= RECORD LIST =
######

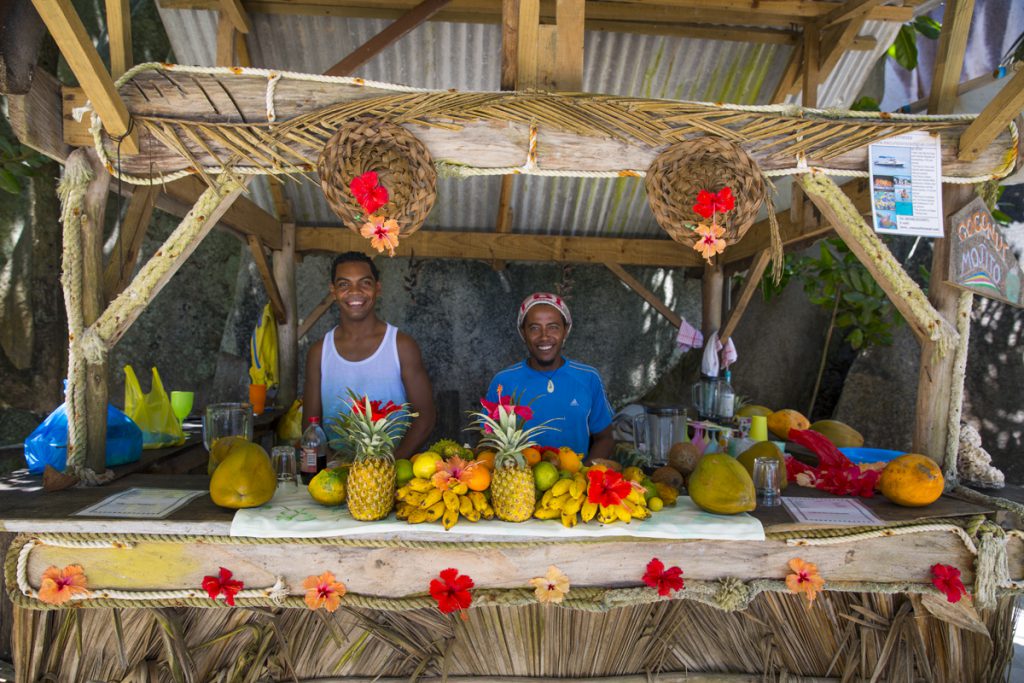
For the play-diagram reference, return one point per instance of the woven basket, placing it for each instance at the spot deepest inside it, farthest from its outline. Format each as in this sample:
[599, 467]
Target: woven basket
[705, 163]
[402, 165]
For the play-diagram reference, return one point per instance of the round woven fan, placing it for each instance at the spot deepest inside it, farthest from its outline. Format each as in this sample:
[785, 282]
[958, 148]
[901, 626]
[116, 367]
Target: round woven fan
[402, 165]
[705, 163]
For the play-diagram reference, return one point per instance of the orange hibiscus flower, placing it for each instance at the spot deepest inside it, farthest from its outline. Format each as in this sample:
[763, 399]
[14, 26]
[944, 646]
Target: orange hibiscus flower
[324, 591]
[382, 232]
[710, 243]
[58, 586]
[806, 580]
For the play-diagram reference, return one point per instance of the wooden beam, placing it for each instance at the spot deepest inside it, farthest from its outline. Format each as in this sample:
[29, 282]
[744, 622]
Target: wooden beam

######

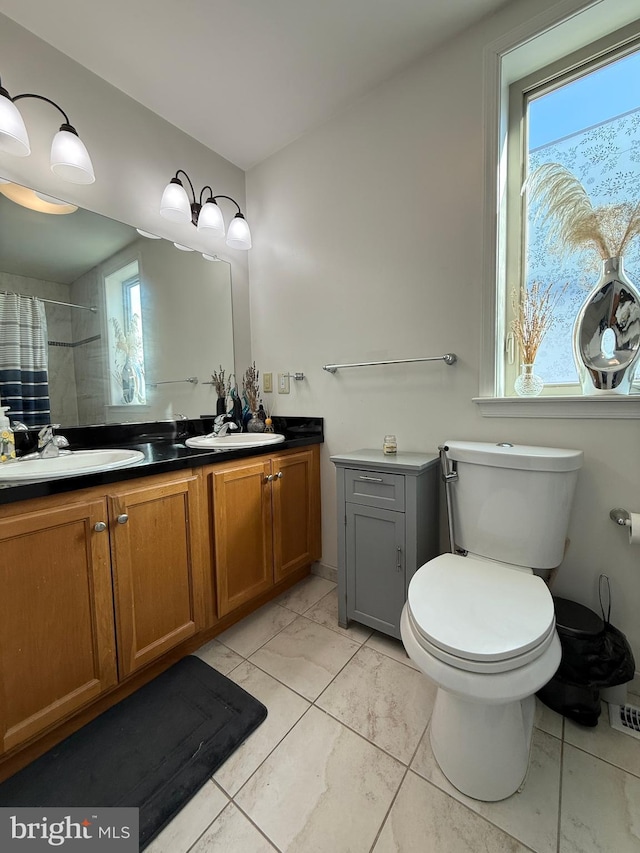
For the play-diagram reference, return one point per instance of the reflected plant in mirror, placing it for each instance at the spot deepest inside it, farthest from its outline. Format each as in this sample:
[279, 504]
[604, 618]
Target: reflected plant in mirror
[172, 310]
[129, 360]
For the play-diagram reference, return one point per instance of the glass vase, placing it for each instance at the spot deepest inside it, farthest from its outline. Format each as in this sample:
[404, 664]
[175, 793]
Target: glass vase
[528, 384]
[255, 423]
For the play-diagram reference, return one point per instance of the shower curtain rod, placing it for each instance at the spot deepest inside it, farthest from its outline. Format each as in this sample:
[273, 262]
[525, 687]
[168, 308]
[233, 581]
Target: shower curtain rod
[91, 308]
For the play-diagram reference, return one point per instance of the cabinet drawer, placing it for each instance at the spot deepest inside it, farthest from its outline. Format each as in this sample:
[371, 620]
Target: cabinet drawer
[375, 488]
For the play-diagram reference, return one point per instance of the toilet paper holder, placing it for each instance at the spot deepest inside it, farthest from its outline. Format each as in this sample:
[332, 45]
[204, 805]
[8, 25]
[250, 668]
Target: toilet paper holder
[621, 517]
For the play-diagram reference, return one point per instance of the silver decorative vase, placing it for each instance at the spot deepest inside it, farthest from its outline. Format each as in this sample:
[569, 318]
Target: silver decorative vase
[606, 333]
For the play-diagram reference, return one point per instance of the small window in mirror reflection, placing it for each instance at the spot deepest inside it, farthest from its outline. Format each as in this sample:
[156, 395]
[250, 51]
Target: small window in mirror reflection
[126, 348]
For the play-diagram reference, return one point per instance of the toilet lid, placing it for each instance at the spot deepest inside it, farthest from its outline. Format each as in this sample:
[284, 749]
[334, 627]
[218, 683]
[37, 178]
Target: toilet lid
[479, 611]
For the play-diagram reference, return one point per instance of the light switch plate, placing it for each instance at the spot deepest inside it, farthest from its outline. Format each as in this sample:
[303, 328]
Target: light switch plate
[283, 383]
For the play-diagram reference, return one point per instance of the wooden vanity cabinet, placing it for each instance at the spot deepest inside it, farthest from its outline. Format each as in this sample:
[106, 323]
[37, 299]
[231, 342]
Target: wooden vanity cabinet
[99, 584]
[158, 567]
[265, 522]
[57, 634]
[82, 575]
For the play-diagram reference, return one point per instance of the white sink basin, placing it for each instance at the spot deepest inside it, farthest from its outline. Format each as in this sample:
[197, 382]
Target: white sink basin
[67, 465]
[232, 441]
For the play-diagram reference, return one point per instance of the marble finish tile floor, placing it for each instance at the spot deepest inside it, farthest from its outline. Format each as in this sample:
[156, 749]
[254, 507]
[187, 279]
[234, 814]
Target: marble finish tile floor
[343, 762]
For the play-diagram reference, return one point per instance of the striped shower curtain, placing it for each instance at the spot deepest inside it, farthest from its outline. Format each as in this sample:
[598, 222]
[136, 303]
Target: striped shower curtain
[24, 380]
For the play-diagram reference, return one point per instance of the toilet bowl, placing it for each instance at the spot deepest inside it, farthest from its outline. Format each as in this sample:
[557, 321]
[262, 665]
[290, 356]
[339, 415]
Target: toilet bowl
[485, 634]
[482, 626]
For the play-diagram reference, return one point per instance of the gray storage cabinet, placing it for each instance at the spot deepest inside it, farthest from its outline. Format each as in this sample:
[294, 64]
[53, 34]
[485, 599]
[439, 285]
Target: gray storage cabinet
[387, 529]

######

= GIVEN EXERCISE =
Pull out every line in the rows above that contains the word "storage", copying each one in full.

= EXERCISE RESPONSE =
For the play-diagram reference, return one point per instance of the gray storage cabinet, placing it for each instance at the spot deepest inside it, farthest from its outline. Format each as in this sample:
Target: gray storage cabinet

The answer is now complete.